Dobel hat erkannt, dass es Menschen gibt, die ihm ans Leder wollen, und er tut, was er kann und schlägt ihnen die Windschutzscheibe ein, wenn sie ihn demütigen. Er ist ein Mann, der die Erfahrung dessen, was passiert, wenn man nichts tut mit sich herumzutragen scheint - nicht umsonst spricht er im Film einmal über die "Juden für Hitler", die sich arrangieren wollen. Sein Reflex, in der zivilisierten Welt, im modernen New York, stets ein "Survival Kit" bei sich tragen zu wollen, stets ein Gewehr in Griffweite, verliert bei der Projektion auf den Holocaust schlagartig an Skurrilität.
Die Szene, in der ihm von zwei fetten aggressiven Germanen eine Parklücke gestohlen wird und sie ihn ungeniert mit Prügel bedrohen und verscheuchen, ist ein Schlüssel: Genau das erwartet er von ihnen, und ist nicht bereit, es als Ausnahme, die nicht zählt, durchgehen zu lassen. Er wehret den Anfängen, kehrt zurück und rächt sich an dem Wagen. Eine in ihrer Ironiefreiheit, Pointenlosigkeit untypische Szene, die die direkte, dumme Brutalität des "Feindes" vermittelt - und die Nutzlosigkeit von Falks Vorschlag, sich damit zu trösten, man habe doch den besseren Verstand und könne eine böse Satire auf den Vorfall schreiben. Dobel zieht lieber den Schraubenschlüssel.
Diese toternste Szene zeigt, dass Dobel nicht spinnt. Er ist die Stimme der Vernunft, auch sonst schätzt er ja die Situation, in der Falk lebt, durchaus richtig ein.
Man könnte nun sagen, der Film spielt in New York, und auch hier ist am 9.11. eine Bedrohung, eine Feindschaft plötzlich Realität geworden. Die Bushadministration tut ja alles, um die US-Bürger stets daran zu erinnern, dass Menschen auf der anderen Seite der Welt sie angeblich zum Feind auserkoren haben.

• _AUFGABE 1_:
Beantworte anhand der Quelle:
(a) Was will Dobel im modernen New York stets bei sich tragen?
(b) Was stehlen ihm die zwei Germanen in der Szene, die als Schlüssel bezeichnet wird?
(c) In welcher Stadt spielt der Film?

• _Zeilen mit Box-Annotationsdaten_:
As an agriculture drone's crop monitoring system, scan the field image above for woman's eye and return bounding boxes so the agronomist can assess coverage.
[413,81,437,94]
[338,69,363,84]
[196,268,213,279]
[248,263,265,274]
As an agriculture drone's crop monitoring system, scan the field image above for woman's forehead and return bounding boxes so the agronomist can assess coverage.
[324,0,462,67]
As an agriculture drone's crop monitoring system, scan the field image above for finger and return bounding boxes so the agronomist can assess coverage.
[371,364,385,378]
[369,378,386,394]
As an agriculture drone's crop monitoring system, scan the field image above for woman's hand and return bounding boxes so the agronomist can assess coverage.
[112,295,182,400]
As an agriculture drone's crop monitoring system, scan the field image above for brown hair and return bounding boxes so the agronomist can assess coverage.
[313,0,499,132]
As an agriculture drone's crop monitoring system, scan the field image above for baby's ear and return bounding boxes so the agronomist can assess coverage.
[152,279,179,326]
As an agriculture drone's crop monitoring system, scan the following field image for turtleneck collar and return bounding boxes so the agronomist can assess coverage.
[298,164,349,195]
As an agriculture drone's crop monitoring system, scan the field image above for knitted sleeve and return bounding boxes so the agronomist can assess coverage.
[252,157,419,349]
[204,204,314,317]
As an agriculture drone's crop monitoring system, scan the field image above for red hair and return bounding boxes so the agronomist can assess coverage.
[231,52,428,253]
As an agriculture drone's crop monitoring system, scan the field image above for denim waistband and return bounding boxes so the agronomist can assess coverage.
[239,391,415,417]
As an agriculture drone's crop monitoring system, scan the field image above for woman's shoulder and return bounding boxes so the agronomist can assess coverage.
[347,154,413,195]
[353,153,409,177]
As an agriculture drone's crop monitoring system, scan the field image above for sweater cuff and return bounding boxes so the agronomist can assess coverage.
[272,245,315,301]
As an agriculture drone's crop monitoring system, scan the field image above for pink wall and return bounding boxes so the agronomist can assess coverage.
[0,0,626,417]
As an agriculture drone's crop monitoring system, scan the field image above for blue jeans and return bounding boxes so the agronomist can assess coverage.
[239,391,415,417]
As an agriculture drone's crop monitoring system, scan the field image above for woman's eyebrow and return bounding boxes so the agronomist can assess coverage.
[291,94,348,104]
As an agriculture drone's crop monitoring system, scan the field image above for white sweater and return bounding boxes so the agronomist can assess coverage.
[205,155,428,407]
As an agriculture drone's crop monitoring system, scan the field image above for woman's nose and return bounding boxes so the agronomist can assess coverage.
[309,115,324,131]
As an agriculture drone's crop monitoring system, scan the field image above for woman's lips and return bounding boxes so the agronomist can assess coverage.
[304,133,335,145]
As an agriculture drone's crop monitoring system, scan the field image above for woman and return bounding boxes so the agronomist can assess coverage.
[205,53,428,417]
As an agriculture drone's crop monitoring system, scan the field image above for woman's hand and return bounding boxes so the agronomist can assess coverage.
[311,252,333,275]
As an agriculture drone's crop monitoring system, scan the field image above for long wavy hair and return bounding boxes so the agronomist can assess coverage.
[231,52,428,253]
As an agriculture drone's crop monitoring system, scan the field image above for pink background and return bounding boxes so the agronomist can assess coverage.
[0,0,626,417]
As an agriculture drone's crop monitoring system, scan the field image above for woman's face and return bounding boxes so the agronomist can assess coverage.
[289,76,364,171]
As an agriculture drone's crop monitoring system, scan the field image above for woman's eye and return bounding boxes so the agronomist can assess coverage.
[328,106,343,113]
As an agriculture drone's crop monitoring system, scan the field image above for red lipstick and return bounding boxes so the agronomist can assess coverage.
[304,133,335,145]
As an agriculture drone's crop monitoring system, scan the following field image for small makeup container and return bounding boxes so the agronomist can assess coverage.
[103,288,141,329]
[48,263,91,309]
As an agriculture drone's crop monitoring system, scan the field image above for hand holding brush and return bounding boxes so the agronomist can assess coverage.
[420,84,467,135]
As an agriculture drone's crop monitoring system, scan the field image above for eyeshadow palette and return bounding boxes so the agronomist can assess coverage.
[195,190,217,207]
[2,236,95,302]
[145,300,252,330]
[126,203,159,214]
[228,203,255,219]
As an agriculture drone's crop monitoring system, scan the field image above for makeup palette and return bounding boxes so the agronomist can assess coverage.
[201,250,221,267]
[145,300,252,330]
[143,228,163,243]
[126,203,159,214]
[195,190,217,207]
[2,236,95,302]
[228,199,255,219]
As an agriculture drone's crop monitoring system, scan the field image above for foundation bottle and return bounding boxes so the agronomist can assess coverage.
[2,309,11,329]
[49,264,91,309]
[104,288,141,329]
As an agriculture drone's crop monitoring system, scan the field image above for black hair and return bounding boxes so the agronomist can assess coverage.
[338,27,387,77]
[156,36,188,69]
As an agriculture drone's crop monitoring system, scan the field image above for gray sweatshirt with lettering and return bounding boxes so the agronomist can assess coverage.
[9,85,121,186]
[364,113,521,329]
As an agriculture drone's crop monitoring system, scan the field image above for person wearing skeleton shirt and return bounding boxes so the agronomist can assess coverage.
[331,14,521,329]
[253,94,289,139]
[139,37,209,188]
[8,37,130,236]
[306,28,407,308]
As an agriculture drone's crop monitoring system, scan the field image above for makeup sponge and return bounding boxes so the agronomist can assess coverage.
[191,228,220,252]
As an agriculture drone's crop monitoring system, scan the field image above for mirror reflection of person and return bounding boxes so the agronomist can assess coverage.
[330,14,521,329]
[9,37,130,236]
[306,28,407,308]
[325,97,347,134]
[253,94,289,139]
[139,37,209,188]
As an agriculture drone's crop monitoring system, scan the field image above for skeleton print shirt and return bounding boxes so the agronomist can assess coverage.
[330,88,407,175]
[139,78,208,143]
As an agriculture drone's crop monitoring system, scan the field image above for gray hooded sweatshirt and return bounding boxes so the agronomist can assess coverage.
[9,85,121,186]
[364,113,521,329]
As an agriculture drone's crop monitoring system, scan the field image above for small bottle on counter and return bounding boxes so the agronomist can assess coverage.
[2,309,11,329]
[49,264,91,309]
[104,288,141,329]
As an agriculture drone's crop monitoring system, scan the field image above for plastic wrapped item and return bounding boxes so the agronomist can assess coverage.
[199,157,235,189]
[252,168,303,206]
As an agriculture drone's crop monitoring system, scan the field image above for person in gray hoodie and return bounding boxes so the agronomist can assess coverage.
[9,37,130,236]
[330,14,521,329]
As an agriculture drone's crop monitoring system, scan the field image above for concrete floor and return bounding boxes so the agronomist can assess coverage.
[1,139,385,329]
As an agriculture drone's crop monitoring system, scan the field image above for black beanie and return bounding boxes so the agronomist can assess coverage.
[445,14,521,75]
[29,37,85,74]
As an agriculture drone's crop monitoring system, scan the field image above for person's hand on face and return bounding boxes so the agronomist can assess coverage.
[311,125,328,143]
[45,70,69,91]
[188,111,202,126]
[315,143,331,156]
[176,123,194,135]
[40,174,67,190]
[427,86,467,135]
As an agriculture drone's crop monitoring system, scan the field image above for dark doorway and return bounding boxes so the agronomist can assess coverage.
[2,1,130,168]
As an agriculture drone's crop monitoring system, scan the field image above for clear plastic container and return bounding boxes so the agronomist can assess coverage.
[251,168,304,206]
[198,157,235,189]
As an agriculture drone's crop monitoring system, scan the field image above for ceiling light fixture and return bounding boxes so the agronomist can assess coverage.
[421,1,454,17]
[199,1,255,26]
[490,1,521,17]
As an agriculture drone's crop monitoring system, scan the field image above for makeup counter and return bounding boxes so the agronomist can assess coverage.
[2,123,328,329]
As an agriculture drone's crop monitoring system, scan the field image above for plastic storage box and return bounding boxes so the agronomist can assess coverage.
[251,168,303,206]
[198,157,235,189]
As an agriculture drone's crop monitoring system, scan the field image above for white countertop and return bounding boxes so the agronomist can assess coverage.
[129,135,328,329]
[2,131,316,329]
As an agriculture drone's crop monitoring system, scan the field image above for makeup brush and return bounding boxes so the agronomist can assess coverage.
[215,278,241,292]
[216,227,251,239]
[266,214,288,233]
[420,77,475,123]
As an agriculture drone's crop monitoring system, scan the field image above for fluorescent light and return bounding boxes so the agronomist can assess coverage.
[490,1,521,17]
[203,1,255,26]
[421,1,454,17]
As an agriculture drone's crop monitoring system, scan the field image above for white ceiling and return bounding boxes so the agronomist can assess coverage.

• _AUFGABE 2_: Zähle die Zeilen, in denen die Zeichenfolge "plastic" vorkommt, und gib nur die Anzahl an. Groß- und Kleinschreibung wird beachtet.

• _RICHTIGE ANTWORT 1_:
(a) Ein "Survival Kit" und stets ein Gewehr in Griffweite.
(b) Eine Parklücke.
(c) In New York.

• _RICHTIGE ANTWORT 2_: 3